**Work to do:**
Copy out the following lines word for word, keeping every one in its original order.

**Records provided:**
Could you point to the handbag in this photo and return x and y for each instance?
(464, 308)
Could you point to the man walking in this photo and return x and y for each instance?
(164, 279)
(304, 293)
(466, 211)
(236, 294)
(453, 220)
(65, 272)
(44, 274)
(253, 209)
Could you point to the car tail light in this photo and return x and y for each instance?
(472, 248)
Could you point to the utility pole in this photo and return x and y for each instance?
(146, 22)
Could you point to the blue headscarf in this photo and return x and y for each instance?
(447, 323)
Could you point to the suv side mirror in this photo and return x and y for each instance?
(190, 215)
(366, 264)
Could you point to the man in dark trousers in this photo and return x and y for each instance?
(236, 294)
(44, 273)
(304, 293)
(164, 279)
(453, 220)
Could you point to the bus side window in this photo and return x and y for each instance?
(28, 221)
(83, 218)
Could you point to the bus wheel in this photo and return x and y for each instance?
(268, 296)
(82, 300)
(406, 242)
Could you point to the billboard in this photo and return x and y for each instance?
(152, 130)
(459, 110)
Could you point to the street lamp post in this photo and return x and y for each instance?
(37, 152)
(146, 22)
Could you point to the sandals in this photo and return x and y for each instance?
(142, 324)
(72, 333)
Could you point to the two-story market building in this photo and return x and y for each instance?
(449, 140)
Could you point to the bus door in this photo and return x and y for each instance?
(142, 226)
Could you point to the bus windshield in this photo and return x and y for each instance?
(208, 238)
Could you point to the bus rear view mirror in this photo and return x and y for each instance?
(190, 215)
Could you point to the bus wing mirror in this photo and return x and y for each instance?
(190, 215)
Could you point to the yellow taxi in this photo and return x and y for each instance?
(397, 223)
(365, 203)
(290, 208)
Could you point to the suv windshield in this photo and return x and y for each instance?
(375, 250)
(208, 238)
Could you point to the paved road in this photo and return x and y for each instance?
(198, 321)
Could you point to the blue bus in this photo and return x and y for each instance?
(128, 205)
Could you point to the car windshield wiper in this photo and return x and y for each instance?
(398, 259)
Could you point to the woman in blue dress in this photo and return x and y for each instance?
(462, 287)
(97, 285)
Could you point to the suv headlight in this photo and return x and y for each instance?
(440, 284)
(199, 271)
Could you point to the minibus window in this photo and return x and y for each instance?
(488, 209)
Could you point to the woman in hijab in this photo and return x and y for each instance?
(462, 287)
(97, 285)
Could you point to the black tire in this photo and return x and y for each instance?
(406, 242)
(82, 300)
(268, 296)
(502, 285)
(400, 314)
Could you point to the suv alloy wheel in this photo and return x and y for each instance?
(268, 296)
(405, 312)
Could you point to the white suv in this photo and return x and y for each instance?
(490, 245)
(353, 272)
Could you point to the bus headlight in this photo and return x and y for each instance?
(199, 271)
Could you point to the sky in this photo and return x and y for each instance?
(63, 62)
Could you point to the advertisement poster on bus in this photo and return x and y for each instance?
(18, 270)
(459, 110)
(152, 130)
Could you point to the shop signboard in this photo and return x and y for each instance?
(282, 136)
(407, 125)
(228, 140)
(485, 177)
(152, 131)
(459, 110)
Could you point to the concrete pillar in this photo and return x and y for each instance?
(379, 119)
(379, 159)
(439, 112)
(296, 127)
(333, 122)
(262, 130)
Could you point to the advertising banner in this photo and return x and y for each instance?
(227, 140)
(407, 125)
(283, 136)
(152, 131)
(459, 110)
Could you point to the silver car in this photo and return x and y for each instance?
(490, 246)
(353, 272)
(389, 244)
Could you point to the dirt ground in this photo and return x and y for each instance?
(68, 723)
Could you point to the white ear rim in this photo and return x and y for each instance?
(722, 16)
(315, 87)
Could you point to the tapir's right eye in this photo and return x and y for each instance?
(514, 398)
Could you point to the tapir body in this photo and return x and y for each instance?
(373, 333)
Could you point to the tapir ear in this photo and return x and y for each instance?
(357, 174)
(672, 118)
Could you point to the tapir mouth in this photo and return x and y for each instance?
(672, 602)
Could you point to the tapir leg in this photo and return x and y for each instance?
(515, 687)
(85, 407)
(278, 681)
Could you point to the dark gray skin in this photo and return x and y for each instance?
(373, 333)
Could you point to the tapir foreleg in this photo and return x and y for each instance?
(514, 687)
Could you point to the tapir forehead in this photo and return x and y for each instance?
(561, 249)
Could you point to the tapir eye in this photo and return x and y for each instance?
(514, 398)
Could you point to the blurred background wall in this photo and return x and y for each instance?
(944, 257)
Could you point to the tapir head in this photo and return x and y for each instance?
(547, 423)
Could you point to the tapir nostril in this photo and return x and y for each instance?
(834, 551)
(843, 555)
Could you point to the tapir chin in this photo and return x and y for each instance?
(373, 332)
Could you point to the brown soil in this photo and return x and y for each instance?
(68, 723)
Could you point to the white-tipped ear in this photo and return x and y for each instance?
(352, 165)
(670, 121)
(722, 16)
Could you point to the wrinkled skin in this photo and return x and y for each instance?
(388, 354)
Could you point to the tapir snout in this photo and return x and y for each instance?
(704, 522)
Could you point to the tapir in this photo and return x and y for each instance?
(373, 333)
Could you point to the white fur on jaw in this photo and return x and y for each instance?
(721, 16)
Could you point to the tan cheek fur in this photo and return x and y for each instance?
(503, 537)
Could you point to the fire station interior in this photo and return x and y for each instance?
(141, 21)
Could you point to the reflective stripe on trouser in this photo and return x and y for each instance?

**Problem solution:**
Could you point to the handbag in this photo and return x and y for each instance?
(464, 308)
Could you point to the man walking in this photo and return x and y for each instance?
(164, 279)
(304, 293)
(466, 211)
(236, 294)
(453, 220)
(65, 272)
(44, 274)
(253, 209)
Could you point to the car tail light in this photo and return x and y for each instance?
(472, 248)
Could you point to the utility pole in this photo and return x and y for each instance?
(146, 22)
Could you point to the blue headscarf in this photo and return x and y for each instance?
(447, 323)
Could you point to the suv side mirror in this photo and return x and y for each instance?
(190, 215)
(366, 264)
Could you point to the man in dark trousers in this photo and return x and y for each instance?
(236, 294)
(44, 273)
(304, 293)
(164, 279)
(453, 220)
Could you point to the bus side window in this photo and return x and y for each instance?
(28, 221)
(83, 218)
Could you point to the bus wheel in this photo and return x and y for each instance?
(268, 296)
(82, 300)
(406, 242)
Could you point to the billboard in this photo and return x and y for each instance?
(152, 130)
(459, 110)
Could you point to the street lamp post in this photo and return x and y for each instance?
(37, 152)
(146, 22)
Could you point to the sandals in this photo and return x and y for each instance?
(142, 324)
(72, 333)
Could you point to the two-story market building in this photo and return x and y for each instance?
(449, 140)
Could you point to the bus door in this photo and return x and y for each instance?
(142, 226)
Could you point to the bus windshield in this photo and return x and y for each instance?
(208, 238)
Could you point to the bus rear view mirror in this photo and return x and y for each instance?
(190, 215)
Could you point to the bus wing mirror in this photo and return x and y for each instance?
(190, 215)
Could you point to the yellow taxi in this photo and return x and y for each instance?
(397, 223)
(365, 203)
(290, 208)
Could you point to the suv windshield in this photo and return x and y for each instance?
(375, 250)
(208, 238)
Could you point to the paved road in this photo and return x and y for each instance?
(198, 321)
Could you point to the blue bus in this photo and return x and y for each instance?
(128, 205)
Could you point to the car windshield wiper in this photo and return x and y for each instance?
(398, 259)
Could you point to the woman in blue dress in this photo and return x and y for each instance?
(462, 287)
(97, 285)
Could you point to the suv headlight in this photo and return x and y for each instance?
(440, 284)
(199, 271)
Could you point to the minibus window in this photo and return x and y for each instance?
(488, 209)
Could you point to the woman in hijab in this photo and return x and y for each instance?
(462, 287)
(97, 285)
Could you point to the black tire in this photo and return x and y for each instance?
(406, 242)
(82, 300)
(268, 296)
(502, 285)
(400, 314)
Could you point to the suv alloy wheel in this photo and return x and y for each instance?
(268, 296)
(405, 312)
Could you point to the white suv in this photo and return x and y for each instance?
(490, 245)
(353, 272)
Could you point to the bus headlight in this photo and return x and y for each instance?
(199, 271)
Could you point to the sky in this photo and return x and y for each instance?
(63, 62)
Could you point to the advertisement poster on bus in this photo and return x and y for each instance?
(18, 270)
(459, 110)
(152, 130)
Could you point to the shop signboard in this photo and return x and y for each instance?
(282, 136)
(407, 125)
(228, 140)
(485, 177)
(152, 131)
(459, 110)
Could you point to the concrete pillar in this photo and return x and y for each instance?
(379, 119)
(379, 159)
(439, 112)
(296, 127)
(333, 122)
(262, 130)
Could you point to the advertising banner in this photo and return x and y for each instance?
(227, 140)
(407, 125)
(283, 136)
(152, 131)
(459, 110)
Could you point to the silver car in this photo and return x and y for each instance?
(490, 246)
(353, 272)
(389, 244)
Could you point to the dirt ground in this photo and return x and y for each instance?
(68, 723)
Could you point to the white ear rim in this photo and return x and y for each instance?
(722, 16)
(315, 87)
Could you point to the tapir's right eye in this photo and return x and y for each instance?
(514, 398)
Could you point to the tapir body in this photo and return x and y for each instance?
(373, 333)
Could you point to the tapir ear in this photo and return x and y for each instance?
(357, 174)
(672, 118)
Could you point to the tapir mouth in this photo and return x and y for each instance?
(672, 602)
Could you point to the tapir leg in this photo and return x and y for each instance?
(515, 687)
(85, 407)
(278, 681)
Could you point to the dark gray skin in this photo and return x and y for each instance?
(373, 333)
Could you point to the tapir foreleg in this photo and return x and y for each instance?
(514, 687)
Could you point to the tapir forehead in this photo and return x and y for each instance?
(561, 249)
Could you point to the tapir eye in this photo and return x and y for each instance?
(514, 398)
Could you point to the blurred background wall in this photo and return x and y for each instance?
(944, 257)
Could you point to the tapir head in this photo and return x and y for each instance?
(547, 423)
Could you point to the tapir nostril in this photo and return x and y for each instance?
(834, 551)
(843, 555)
Could you point to the tapir chin in this photo and return x and y for each instance?
(373, 332)
Could you point to the brown soil in this photo and return x and y for each instance?
(68, 723)
Could you point to the white-tipped ear in this photo and return x and y for each instance?
(352, 165)
(670, 121)
(722, 16)
Could you point to the wrinkled skin in this photo and return x and y for each instance?
(388, 354)
Could you point to the tapir snout in this photo and return x and y for each instance?
(704, 522)
Could you point to the tapir in this photo and return x and y for each instance?
(373, 333)
Could you point to the white fur on jaw in this photo and return x and y for each instance?
(721, 16)
Could you point to the tan cheek fur in this photo and return x and y for each instance?
(503, 537)
Could you point to the fire station interior in this photo and return x and y for each instance?
(141, 21)
Could you point to the reflective stripe on trouser in this photo and return x and y for each instance?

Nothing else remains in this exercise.